== PAGE EXCERPT ==

Staff, faculty donate time to help the hungry

Some Pitt employees have gone beyond the annual April Pitt Partnership for Food drive to help the region’s needy.

Kathryn Trent, a groundskeeper in Facilities Management and a member of the Staff Association Council, has volunteered for most “Fourth Thursdays,” the Pitt-sponsored community effort to repackage and distribute food at the Greater Pittsburgh Community Food Bank’s warehouse in Duquesne on the fourth Thursday evening of each month.

“Now that my kids are grown I have more time to volunteer and Pitt makes it easy to participate in this project, with reminder notices and transportation provided to and from campus,” Trent said.

Trent said she’s inspired by her parents who, although in their 80s, still volunteer with Meals on Wheels. “My mother raised seven children and still found time for volunteer work when we were growing up. I’d been looking for something for a while, and this just fits me now that I have more spare time,” she said, adding that any Pitt employee looking for a worthwhile cause should consider the Fourth Thursdays project.

“The first time I went to the warehouse I was stunned to see the numbers of people, just lined up for hours waiting for food. It’s also sad. I saw a lot of older single women. As a single mother, I think older single women sometimes fall through the cracks. Also with all the kids there, it’s very sad. The first time I went, I was just amazed that so many could be needing food. When I leave the warehouse, I really feel good that I have done something to help people who really need it.”

== COLLECTED MATERIAL ==
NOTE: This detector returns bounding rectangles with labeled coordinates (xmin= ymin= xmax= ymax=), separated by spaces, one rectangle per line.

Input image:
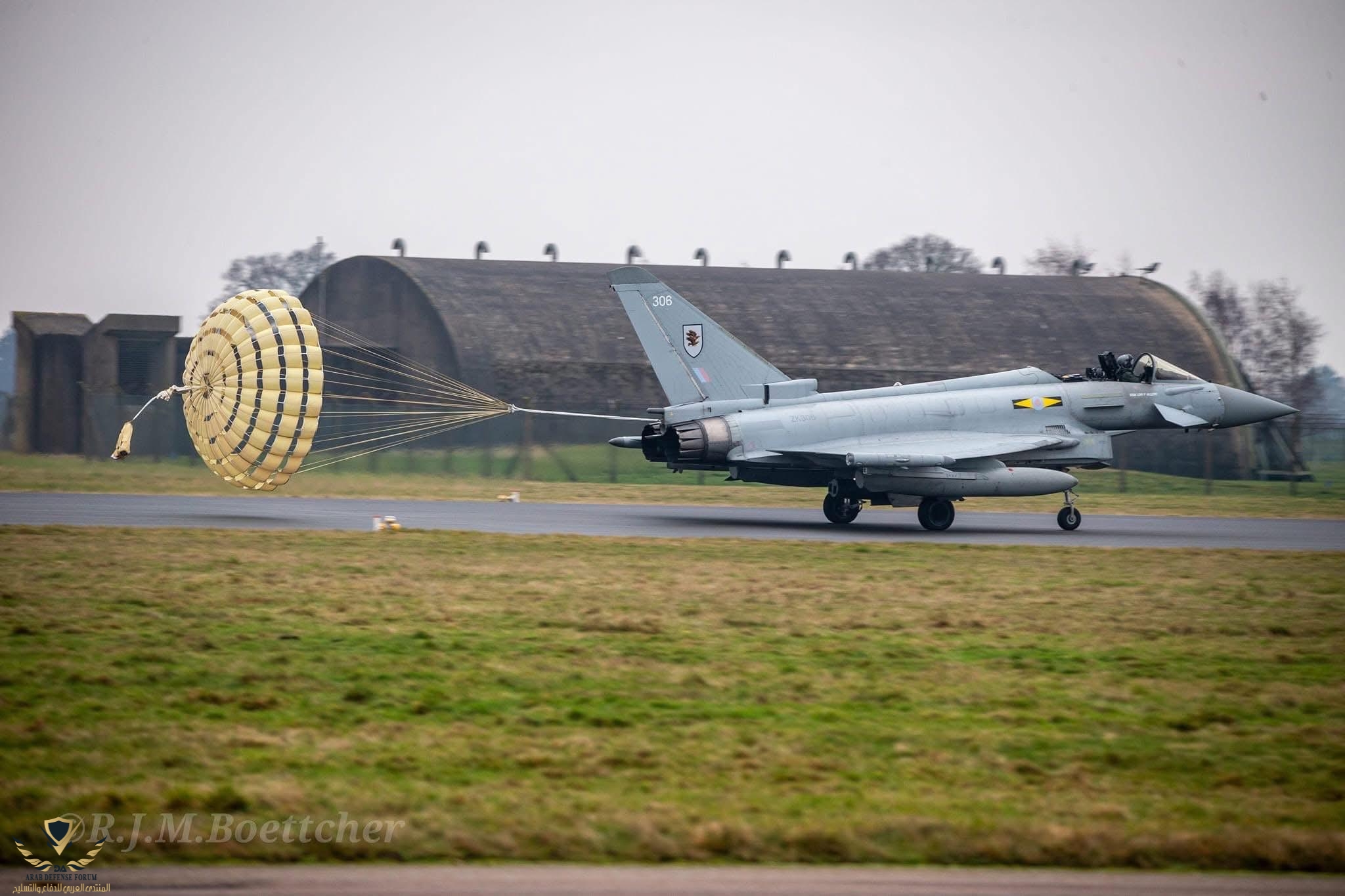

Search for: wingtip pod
xmin=607 ymin=265 xmax=661 ymax=286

== THINGS TO DO ==
A. From the article about Pitt employees helping the hungry, quote the passage starting with "Trent said she’s" and going on through "Fourth Thursdays project.".
B. In the article about Pitt employees helping the hungry, which volunteer program do Kathryn Trent's parents still work with?
C. Proceed with the article about Pitt employees helping the hungry, picking up after its last sentence.

== SOLVED TASKS ==
A.
Trent said she’s inspired by her parents who, although in their 80s, still volunteer with Meals on Wheels. “My mother raised seven children and still found time for volunteer work when we were growing up. I’d been looking for something for a while, and this just fits me now that I have more spare time,” she said, adding that any Pitt employee looking for a worthwhile cause should consider the Fourth Thursdays project.

B. Meals on Wheels.

C.
Trent also volunteers for Pitt’s annual Christmas dinner for the needy. She plans to expand her efforts to include food distribution at a South Side food pantry on Saturdays.

Public health faculty member Wesley Rohrer recounted similar experiences at the Food Bank warehouse, where he has participated in several of the Fourth Thursday events.

“Over the past decade, I have had the opportunity to become familiar with the contributions of the Greater Pittsburgh Community Food Bank in the campaign against hunger and malnutrition in our region,” said Rohrer, who co-chairs the University Senate community relations committee, which is focusing its efforts on supplying food for the region’s needy.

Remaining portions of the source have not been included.